(Image-grounded pointing data)
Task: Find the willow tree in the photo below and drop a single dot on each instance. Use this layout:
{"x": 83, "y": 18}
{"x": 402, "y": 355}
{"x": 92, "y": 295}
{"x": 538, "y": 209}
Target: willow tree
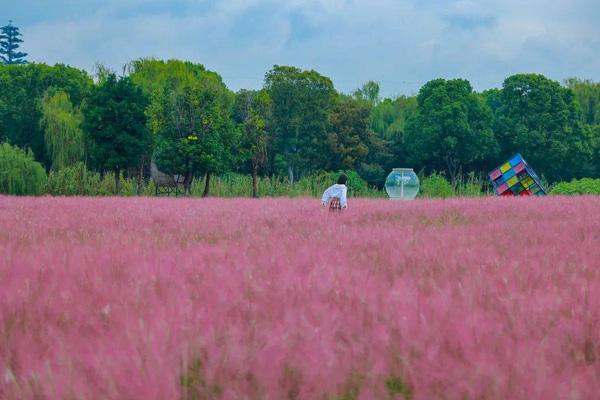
{"x": 63, "y": 135}
{"x": 20, "y": 174}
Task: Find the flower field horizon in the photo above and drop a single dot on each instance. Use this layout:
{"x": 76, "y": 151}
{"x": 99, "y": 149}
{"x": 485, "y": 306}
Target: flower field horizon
{"x": 194, "y": 299}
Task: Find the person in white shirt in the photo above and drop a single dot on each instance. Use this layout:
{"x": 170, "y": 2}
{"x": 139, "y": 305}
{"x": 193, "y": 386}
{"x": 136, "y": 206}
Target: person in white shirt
{"x": 335, "y": 195}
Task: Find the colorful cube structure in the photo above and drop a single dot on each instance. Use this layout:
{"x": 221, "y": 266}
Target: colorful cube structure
{"x": 516, "y": 178}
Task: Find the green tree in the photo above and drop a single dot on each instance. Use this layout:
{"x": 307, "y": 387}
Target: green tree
{"x": 368, "y": 92}
{"x": 540, "y": 119}
{"x": 352, "y": 144}
{"x": 23, "y": 86}
{"x": 10, "y": 41}
{"x": 587, "y": 94}
{"x": 349, "y": 136}
{"x": 301, "y": 104}
{"x": 20, "y": 174}
{"x": 115, "y": 120}
{"x": 64, "y": 138}
{"x": 252, "y": 113}
{"x": 166, "y": 83}
{"x": 195, "y": 134}
{"x": 452, "y": 129}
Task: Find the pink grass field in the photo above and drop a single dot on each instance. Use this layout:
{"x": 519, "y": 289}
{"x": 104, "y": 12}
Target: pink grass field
{"x": 277, "y": 299}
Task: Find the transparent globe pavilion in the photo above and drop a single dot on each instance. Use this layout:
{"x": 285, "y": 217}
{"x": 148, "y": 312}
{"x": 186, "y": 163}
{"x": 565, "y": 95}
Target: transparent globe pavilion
{"x": 402, "y": 184}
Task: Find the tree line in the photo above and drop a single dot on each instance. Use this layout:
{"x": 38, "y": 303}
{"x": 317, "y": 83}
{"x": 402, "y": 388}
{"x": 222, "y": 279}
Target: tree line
{"x": 183, "y": 118}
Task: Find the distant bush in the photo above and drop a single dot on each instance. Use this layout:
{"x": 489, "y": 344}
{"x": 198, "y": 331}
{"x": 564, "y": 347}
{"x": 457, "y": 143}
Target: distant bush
{"x": 238, "y": 185}
{"x": 20, "y": 174}
{"x": 577, "y": 186}
{"x": 436, "y": 185}
{"x": 75, "y": 180}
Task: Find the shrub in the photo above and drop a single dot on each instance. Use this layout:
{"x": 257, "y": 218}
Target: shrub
{"x": 75, "y": 180}
{"x": 577, "y": 186}
{"x": 436, "y": 185}
{"x": 20, "y": 174}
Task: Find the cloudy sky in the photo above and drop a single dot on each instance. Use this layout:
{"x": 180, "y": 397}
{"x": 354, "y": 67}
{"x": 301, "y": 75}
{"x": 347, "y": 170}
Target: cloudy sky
{"x": 399, "y": 43}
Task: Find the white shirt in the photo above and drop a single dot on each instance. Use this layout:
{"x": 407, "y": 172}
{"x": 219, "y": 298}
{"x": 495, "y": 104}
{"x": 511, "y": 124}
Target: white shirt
{"x": 338, "y": 191}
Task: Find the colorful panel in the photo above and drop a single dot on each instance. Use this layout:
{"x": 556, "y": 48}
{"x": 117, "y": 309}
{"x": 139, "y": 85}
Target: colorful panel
{"x": 528, "y": 181}
{"x": 516, "y": 189}
{"x": 496, "y": 174}
{"x": 508, "y": 174}
{"x": 502, "y": 188}
{"x": 519, "y": 167}
{"x": 517, "y": 159}
{"x": 517, "y": 176}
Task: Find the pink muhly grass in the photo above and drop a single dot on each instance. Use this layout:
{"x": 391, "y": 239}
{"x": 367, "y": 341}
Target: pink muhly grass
{"x": 278, "y": 299}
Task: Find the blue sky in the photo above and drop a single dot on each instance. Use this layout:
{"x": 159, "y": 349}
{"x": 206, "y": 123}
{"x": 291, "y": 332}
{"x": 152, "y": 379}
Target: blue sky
{"x": 400, "y": 43}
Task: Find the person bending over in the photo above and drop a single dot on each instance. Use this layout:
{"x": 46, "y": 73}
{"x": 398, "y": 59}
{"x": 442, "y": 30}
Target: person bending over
{"x": 335, "y": 195}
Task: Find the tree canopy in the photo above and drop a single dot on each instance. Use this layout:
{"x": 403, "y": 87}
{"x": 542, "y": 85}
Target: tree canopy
{"x": 451, "y": 130}
{"x": 116, "y": 123}
{"x": 183, "y": 116}
{"x": 10, "y": 41}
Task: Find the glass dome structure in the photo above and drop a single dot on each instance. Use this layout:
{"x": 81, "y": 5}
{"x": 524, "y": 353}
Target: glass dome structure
{"x": 402, "y": 184}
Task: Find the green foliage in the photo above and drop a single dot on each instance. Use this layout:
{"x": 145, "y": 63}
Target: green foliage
{"x": 194, "y": 385}
{"x": 577, "y": 187}
{"x": 252, "y": 114}
{"x": 63, "y": 135}
{"x": 369, "y": 92}
{"x": 115, "y": 121}
{"x": 23, "y": 86}
{"x": 20, "y": 174}
{"x": 349, "y": 137}
{"x": 195, "y": 134}
{"x": 451, "y": 130}
{"x": 74, "y": 180}
{"x": 301, "y": 103}
{"x": 77, "y": 180}
{"x": 541, "y": 120}
{"x": 587, "y": 95}
{"x": 389, "y": 117}
{"x": 436, "y": 185}
{"x": 396, "y": 386}
{"x": 10, "y": 41}
{"x": 237, "y": 185}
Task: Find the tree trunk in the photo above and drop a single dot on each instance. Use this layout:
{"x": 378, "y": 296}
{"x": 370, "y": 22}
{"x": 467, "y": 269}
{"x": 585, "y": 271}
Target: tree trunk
{"x": 254, "y": 173}
{"x": 206, "y": 185}
{"x": 291, "y": 174}
{"x": 140, "y": 177}
{"x": 187, "y": 183}
{"x": 117, "y": 181}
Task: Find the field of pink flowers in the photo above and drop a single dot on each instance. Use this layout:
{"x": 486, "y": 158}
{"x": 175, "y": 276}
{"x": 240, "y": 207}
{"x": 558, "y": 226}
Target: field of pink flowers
{"x": 278, "y": 299}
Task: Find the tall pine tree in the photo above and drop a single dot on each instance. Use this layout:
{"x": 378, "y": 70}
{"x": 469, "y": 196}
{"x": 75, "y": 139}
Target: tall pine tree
{"x": 10, "y": 39}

▶ **Exercise instructions**
Each line above is to be transcribed exactly, though its pictures are not.

▶ **Task output**
Task: Find the willow tree in the photo below and drop a single dot on each instance. Use this layout:
{"x": 83, "y": 18}
{"x": 402, "y": 355}
{"x": 92, "y": 295}
{"x": 538, "y": 209}
Target: willow tree
{"x": 63, "y": 135}
{"x": 20, "y": 174}
Task: Find the flower field horizon in the photo above and drop a single dot on each instance. Use this layout:
{"x": 76, "y": 151}
{"x": 99, "y": 149}
{"x": 485, "y": 306}
Target: flower field horizon
{"x": 194, "y": 299}
Task: Find the person in white shirt in the photo above and drop a single dot on each instance. Use this layout:
{"x": 170, "y": 2}
{"x": 139, "y": 305}
{"x": 193, "y": 386}
{"x": 136, "y": 206}
Target: person in white shirt
{"x": 335, "y": 195}
Task: Find the colorful cube structure in the photo above and drop a single dot on each instance. Use this layout:
{"x": 221, "y": 266}
Target: colorful cube structure
{"x": 516, "y": 178}
Task: Find the green tree in the photo above and drop a single dot on each instance. Use this layout:
{"x": 307, "y": 387}
Target: green tree
{"x": 368, "y": 92}
{"x": 540, "y": 119}
{"x": 352, "y": 144}
{"x": 23, "y": 86}
{"x": 10, "y": 41}
{"x": 587, "y": 94}
{"x": 349, "y": 136}
{"x": 301, "y": 104}
{"x": 20, "y": 174}
{"x": 115, "y": 120}
{"x": 64, "y": 138}
{"x": 252, "y": 113}
{"x": 166, "y": 83}
{"x": 195, "y": 134}
{"x": 452, "y": 129}
Task: Find the pink grass field in the photo above and drop a single dot on each instance. Use this layout:
{"x": 519, "y": 289}
{"x": 104, "y": 12}
Target: pink grass field
{"x": 277, "y": 299}
Task: Find the transparent globe pavilion in the photo above and drop a single dot on each instance. Use this layout:
{"x": 285, "y": 217}
{"x": 148, "y": 312}
{"x": 186, "y": 163}
{"x": 565, "y": 95}
Target: transparent globe pavilion
{"x": 402, "y": 184}
Task: Find the tree line in the photo above and drop a single dot on each instance. Use this layout:
{"x": 38, "y": 303}
{"x": 317, "y": 83}
{"x": 402, "y": 388}
{"x": 222, "y": 279}
Target: tree line
{"x": 183, "y": 118}
Task: Find the distant bush in the photo above and drop a single dot on each instance. Use this layout:
{"x": 489, "y": 344}
{"x": 198, "y": 331}
{"x": 564, "y": 347}
{"x": 457, "y": 143}
Target: distant bush
{"x": 238, "y": 185}
{"x": 20, "y": 174}
{"x": 577, "y": 186}
{"x": 436, "y": 185}
{"x": 75, "y": 180}
Task: Find the shrub in the photo above and drop a single dot on each instance. Use this layout:
{"x": 257, "y": 218}
Target: shrub
{"x": 75, "y": 180}
{"x": 577, "y": 186}
{"x": 436, "y": 185}
{"x": 20, "y": 174}
Task: Find the cloudy sky in the photo above and drop a single dot on each instance. Use this layout:
{"x": 180, "y": 397}
{"x": 354, "y": 67}
{"x": 301, "y": 75}
{"x": 347, "y": 170}
Target: cloudy sky
{"x": 399, "y": 43}
Task: Find the white shirt in the photo above and drop a single dot on each instance. Use this layout:
{"x": 407, "y": 172}
{"x": 219, "y": 298}
{"x": 495, "y": 104}
{"x": 511, "y": 124}
Target: white shirt
{"x": 338, "y": 191}
Task: Find the colorful panel in the photo above and drop a single dot on each instance. Use this layout:
{"x": 556, "y": 48}
{"x": 117, "y": 309}
{"x": 139, "y": 85}
Target: colorful panel
{"x": 528, "y": 181}
{"x": 516, "y": 189}
{"x": 496, "y": 174}
{"x": 508, "y": 174}
{"x": 502, "y": 188}
{"x": 519, "y": 167}
{"x": 517, "y": 159}
{"x": 517, "y": 176}
Task: Find the pink muhly grass in the photo above and drop a single dot on each instance. Use this layout:
{"x": 391, "y": 239}
{"x": 367, "y": 341}
Target: pink muhly grass
{"x": 278, "y": 299}
Task: Find the blue sky in the photo above and drop a single dot on each instance. Use this layout:
{"x": 159, "y": 349}
{"x": 206, "y": 123}
{"x": 291, "y": 332}
{"x": 152, "y": 379}
Target: blue sky
{"x": 400, "y": 43}
Task: Find the person bending over in the photo above and drop a single dot on each instance. Use this layout:
{"x": 46, "y": 73}
{"x": 398, "y": 59}
{"x": 442, "y": 30}
Target: person bending over
{"x": 335, "y": 195}
Task: Find the tree canopy in the photo above and drop a single dot on each instance. Use this layout:
{"x": 403, "y": 87}
{"x": 542, "y": 85}
Target: tree canopy
{"x": 451, "y": 130}
{"x": 116, "y": 123}
{"x": 183, "y": 116}
{"x": 10, "y": 41}
Task: Find the glass dome structure in the photo above and drop a single dot on each instance. Use this layout:
{"x": 81, "y": 5}
{"x": 524, "y": 353}
Target: glass dome structure
{"x": 402, "y": 184}
Task: Find the green foliage in the photo above and drop a single dot on each instance. Use this layout:
{"x": 145, "y": 63}
Target: green foliage
{"x": 194, "y": 385}
{"x": 577, "y": 187}
{"x": 252, "y": 114}
{"x": 63, "y": 135}
{"x": 369, "y": 92}
{"x": 115, "y": 121}
{"x": 23, "y": 86}
{"x": 20, "y": 174}
{"x": 349, "y": 137}
{"x": 195, "y": 134}
{"x": 451, "y": 130}
{"x": 74, "y": 180}
{"x": 301, "y": 103}
{"x": 77, "y": 180}
{"x": 541, "y": 120}
{"x": 587, "y": 95}
{"x": 389, "y": 117}
{"x": 436, "y": 185}
{"x": 396, "y": 386}
{"x": 10, "y": 41}
{"x": 237, "y": 185}
Task: Find the tree trunk in the photo above and drop a single dot on each instance. Use this layout:
{"x": 378, "y": 296}
{"x": 370, "y": 22}
{"x": 467, "y": 269}
{"x": 585, "y": 271}
Target: tree trunk
{"x": 254, "y": 173}
{"x": 206, "y": 185}
{"x": 291, "y": 174}
{"x": 140, "y": 177}
{"x": 187, "y": 183}
{"x": 117, "y": 181}
Task: Find the field of pink flowers in the photo above and drop a single dot on each instance. Use this layout:
{"x": 486, "y": 158}
{"x": 175, "y": 276}
{"x": 240, "y": 207}
{"x": 558, "y": 226}
Target: field of pink flowers
{"x": 278, "y": 299}
Task: Find the tall pine tree in the photo above and drop a single dot on each instance. Use this layout:
{"x": 378, "y": 70}
{"x": 469, "y": 196}
{"x": 75, "y": 139}
Target: tall pine tree
{"x": 10, "y": 39}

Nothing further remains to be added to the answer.